**STATED EXERCISE 1**
Reproduce, word for word, the part of the forum thread on home care services that opens with the words containing "So if you faced" and closes with "work on him.".

**SUPPLIED PASSAGE**
──────────────────────────────
# Do you have experience with professional advisors taking care of you?



## Christof (Apr 22, 2015)

Hello

I recently got ill and can not go walk any more nor leave my house , so I have a hard time taking care of daily tasks. A friend of mine was in a similar situation and used a service where one can calls a contact person who organizes critical services to get you through the day. He actually got meals delivered, his clothes washed, and a care worker helped 2 hours a day. Now I am considering to use a similar service but am afraid of letting a company arrange this. Does anyone have experience with this? And if so, would you advise me to do it as well?

Thank you

Christof


----------



## applecruncher (Apr 22, 2015)

Hi, sorry about your illness and situation.

I don’t know where you are, but I do know of places that provide the services you describe.  If you’re in the US, check with your state/county Department of Aging.  They contract with providers of various services (but they’re not called professional advisors).


----------



## Christof (Apr 22, 2015)

I am actually in the UK


----------



## Cookie (Apr 22, 2015)

I volunteer for a senior support organization here in Canada. They offer services such as homemaking, caregiving, social, counselling and many other services.  It is funded by the provincial government here and free to the clients, although certain services have a fee.  There must be something similar in the UK, if you google seniors support services or something like that.  Maybe our UK members can offer some suggestions?


----------



## Christof (Apr 22, 2015)

So if you faced a similar situations as I am now, how did you decide whether to go for external support and if you take it from government aid? I could also ask my sun, but it would impose a lot of work on him.


----------



## Cookie (Apr 22, 2015)

I would refer to the government for information regarding resources, see my previous post.


----------
──────────────────────────────
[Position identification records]
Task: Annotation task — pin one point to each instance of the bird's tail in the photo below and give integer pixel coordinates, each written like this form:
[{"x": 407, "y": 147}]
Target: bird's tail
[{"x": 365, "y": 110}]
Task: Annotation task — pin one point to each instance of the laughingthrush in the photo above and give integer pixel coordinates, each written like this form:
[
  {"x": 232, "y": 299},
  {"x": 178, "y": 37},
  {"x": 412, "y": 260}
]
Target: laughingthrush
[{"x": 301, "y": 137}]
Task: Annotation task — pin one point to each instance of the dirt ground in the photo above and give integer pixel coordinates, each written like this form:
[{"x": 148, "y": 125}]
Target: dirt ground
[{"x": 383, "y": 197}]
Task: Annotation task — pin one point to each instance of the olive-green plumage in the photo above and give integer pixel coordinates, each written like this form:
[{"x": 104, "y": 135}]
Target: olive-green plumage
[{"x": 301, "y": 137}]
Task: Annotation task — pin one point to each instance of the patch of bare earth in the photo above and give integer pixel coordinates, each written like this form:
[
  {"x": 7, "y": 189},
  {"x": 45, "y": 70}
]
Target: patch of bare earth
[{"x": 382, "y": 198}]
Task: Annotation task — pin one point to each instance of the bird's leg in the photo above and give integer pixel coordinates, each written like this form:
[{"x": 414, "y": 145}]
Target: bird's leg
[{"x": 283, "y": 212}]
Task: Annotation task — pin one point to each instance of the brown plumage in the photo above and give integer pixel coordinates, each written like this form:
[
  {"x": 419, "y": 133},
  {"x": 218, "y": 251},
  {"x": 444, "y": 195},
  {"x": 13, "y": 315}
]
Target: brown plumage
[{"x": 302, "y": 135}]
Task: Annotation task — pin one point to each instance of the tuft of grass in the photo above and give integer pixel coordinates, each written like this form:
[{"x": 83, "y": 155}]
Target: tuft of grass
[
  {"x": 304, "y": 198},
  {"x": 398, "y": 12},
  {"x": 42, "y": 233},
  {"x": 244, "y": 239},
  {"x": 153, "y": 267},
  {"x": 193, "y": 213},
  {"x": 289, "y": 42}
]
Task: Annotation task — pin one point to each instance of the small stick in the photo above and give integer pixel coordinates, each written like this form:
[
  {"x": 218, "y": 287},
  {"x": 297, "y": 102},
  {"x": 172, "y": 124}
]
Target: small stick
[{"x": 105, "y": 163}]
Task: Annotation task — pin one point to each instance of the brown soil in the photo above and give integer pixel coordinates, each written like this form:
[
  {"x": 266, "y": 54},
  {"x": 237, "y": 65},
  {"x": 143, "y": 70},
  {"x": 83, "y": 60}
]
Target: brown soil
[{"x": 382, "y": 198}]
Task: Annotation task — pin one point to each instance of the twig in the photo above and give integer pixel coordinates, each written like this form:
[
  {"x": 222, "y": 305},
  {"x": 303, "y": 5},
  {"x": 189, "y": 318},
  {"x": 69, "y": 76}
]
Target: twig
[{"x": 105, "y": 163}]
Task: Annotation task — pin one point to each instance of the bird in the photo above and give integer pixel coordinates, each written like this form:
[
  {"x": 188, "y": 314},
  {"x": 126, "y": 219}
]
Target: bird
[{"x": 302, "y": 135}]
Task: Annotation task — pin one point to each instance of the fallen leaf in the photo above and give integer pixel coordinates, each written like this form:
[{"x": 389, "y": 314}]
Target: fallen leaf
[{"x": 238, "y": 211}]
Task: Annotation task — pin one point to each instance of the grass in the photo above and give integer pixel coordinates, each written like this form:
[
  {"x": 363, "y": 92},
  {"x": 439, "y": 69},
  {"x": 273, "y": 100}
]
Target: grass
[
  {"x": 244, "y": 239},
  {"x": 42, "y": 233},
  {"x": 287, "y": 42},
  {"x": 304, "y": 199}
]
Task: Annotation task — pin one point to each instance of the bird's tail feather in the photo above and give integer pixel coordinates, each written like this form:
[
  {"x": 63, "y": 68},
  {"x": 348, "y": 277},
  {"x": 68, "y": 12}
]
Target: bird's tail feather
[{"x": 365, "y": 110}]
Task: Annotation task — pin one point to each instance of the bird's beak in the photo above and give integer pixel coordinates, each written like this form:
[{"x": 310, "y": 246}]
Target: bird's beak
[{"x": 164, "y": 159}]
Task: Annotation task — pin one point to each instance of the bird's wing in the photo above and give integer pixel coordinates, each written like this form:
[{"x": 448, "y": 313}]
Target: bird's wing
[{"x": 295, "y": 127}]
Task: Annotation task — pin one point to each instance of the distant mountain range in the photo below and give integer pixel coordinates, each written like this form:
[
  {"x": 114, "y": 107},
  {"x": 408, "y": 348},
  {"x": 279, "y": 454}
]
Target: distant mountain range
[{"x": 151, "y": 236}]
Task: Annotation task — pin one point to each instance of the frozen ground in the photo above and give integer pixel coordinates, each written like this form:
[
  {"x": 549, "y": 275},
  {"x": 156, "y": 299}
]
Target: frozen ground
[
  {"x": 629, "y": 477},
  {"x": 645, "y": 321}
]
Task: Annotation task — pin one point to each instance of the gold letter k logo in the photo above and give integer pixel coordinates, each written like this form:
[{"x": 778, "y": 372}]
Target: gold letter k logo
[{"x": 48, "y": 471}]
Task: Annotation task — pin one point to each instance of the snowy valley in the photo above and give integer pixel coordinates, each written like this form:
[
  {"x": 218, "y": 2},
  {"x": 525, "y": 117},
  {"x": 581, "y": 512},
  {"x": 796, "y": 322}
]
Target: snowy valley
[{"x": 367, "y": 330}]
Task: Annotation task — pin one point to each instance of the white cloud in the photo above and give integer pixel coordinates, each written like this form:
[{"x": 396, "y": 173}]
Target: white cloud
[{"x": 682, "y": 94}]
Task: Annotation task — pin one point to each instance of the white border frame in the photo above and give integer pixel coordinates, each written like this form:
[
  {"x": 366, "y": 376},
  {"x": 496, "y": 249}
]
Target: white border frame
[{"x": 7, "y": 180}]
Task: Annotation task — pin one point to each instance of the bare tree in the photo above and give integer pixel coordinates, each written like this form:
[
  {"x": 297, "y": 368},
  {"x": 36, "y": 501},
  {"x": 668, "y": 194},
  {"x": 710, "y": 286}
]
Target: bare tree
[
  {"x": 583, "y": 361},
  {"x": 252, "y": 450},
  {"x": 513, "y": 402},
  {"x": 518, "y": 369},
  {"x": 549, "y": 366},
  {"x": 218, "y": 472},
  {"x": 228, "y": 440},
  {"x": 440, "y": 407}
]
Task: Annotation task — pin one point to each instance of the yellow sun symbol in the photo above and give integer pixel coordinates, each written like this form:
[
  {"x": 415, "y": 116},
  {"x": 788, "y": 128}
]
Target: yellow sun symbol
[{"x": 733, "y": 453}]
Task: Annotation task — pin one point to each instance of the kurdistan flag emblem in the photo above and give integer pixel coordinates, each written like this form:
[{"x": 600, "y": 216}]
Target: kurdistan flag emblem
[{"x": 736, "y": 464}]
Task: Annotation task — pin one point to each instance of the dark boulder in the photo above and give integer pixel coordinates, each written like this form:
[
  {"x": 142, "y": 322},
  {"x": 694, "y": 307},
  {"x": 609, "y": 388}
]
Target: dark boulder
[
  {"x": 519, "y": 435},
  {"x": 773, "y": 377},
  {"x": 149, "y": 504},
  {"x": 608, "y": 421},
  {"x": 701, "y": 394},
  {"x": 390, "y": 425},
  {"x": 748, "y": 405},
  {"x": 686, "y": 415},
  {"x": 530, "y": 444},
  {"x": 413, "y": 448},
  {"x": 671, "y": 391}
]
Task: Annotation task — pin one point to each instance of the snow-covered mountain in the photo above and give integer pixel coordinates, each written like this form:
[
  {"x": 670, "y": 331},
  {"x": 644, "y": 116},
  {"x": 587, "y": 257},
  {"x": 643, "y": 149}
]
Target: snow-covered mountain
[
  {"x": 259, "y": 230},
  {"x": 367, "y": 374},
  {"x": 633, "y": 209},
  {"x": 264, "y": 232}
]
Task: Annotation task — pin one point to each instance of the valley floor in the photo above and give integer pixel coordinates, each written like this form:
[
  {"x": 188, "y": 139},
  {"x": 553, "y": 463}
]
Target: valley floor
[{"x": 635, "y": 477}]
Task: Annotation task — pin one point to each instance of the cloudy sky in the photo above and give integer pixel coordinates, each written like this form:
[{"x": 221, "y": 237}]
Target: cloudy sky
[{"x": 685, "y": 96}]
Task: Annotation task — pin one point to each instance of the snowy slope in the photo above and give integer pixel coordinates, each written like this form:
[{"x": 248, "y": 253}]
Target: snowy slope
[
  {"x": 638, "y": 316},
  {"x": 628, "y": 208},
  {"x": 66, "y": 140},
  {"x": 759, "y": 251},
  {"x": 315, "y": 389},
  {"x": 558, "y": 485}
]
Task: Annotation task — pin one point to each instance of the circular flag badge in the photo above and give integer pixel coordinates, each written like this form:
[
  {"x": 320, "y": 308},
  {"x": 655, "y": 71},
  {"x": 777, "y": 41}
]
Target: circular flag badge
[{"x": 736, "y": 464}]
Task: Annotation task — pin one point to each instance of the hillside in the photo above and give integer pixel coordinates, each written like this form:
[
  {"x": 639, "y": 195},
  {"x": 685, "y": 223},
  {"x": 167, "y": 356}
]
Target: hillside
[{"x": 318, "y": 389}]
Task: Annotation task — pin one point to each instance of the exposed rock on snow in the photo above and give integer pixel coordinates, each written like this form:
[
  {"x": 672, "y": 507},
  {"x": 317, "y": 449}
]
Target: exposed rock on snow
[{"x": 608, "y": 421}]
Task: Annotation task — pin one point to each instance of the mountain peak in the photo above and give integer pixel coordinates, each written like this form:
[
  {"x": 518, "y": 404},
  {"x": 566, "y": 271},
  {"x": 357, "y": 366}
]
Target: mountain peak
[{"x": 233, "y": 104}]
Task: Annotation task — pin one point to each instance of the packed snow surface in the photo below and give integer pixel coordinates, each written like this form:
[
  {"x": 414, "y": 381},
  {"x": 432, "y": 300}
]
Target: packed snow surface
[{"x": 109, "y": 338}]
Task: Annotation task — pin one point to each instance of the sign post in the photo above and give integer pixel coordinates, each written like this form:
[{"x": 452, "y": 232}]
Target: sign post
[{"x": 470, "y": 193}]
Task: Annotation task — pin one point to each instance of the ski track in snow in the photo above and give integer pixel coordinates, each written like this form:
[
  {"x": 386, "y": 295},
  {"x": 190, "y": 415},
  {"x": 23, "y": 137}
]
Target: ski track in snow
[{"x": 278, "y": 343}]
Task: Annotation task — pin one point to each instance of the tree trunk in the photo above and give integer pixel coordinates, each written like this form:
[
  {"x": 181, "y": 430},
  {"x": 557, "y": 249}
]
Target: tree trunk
──────────────────────────────
**STATED EXERCISE 2**
Give only the number of lines in the rows that contain the string "patch", counting matches with the same case only.

**OUTPUT 1**
So if you faced a similar situations as I am now, how did you decide whether to go for external support and if you take it from government aid? I could also ask my sun, but it would impose a lot of work on him.

**OUTPUT 2**
2